**DATA PROVIDED**
.....
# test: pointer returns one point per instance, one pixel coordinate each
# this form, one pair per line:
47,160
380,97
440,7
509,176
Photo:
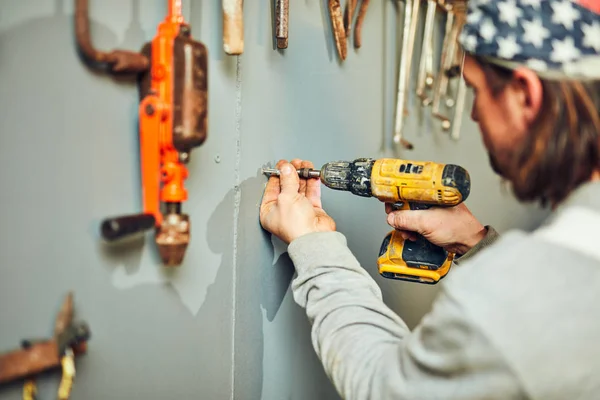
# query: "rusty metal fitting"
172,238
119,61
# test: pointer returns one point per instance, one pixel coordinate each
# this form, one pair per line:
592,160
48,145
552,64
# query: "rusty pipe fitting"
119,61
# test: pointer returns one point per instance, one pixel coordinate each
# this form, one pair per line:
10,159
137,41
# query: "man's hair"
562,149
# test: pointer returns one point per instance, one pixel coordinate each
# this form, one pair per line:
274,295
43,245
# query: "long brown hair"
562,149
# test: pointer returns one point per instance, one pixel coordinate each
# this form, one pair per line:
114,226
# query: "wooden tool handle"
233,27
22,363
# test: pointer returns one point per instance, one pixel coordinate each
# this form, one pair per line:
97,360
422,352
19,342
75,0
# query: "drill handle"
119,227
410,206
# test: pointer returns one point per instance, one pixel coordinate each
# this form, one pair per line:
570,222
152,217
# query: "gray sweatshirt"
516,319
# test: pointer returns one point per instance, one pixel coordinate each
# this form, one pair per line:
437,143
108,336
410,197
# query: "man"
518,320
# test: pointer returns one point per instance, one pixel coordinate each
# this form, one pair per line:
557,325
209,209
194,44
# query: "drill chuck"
.....
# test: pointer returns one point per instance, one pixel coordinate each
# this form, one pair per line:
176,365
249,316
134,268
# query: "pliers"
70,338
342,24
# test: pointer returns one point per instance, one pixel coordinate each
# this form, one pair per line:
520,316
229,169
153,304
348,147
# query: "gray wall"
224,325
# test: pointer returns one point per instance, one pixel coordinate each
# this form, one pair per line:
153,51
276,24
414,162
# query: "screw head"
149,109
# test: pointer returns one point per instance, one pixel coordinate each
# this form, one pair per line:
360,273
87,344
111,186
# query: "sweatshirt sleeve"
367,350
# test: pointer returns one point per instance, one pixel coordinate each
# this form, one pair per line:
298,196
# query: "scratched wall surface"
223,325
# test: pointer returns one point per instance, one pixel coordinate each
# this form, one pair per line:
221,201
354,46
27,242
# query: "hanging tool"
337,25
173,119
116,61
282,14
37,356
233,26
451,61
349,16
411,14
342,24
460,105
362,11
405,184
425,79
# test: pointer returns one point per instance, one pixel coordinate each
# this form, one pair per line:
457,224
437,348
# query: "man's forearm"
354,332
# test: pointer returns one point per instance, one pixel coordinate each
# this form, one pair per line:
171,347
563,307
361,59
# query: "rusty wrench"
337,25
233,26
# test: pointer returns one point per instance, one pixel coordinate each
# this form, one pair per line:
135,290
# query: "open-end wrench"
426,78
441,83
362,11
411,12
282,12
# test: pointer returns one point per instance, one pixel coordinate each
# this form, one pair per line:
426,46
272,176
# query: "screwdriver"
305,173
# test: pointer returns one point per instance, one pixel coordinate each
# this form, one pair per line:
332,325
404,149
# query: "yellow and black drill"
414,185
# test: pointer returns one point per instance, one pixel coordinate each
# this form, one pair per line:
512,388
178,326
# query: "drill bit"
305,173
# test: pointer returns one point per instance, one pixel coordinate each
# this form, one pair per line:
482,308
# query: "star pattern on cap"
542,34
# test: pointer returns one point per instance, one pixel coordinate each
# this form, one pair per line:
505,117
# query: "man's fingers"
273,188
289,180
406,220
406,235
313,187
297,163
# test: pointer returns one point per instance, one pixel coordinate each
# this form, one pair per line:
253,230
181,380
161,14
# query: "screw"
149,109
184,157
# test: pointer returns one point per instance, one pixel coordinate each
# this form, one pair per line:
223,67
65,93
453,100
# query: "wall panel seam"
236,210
.....
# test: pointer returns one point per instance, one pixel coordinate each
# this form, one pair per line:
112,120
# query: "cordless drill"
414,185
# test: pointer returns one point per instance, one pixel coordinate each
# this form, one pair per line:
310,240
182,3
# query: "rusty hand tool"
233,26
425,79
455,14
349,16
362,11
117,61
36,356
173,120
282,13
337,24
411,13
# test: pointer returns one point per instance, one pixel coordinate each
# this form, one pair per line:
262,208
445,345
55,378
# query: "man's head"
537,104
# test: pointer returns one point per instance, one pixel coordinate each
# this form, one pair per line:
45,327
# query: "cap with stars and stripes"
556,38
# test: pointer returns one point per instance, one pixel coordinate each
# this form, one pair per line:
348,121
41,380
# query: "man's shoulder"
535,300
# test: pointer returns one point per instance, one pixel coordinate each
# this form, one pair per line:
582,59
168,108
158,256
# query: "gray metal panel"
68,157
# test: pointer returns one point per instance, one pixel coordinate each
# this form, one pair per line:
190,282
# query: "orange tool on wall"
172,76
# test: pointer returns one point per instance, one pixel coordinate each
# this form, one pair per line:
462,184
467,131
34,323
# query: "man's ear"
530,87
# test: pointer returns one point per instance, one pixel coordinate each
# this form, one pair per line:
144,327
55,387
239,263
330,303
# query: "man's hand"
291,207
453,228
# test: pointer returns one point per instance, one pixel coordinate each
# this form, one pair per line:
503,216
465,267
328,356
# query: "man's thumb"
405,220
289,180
.....
**GIVEN TASK**
Show every line in the entries that contains the word "gray".

**TASK SOLUTION**
# query: "gray sweatshirt"
# query: "gray wall"
# query: "gray metal panel"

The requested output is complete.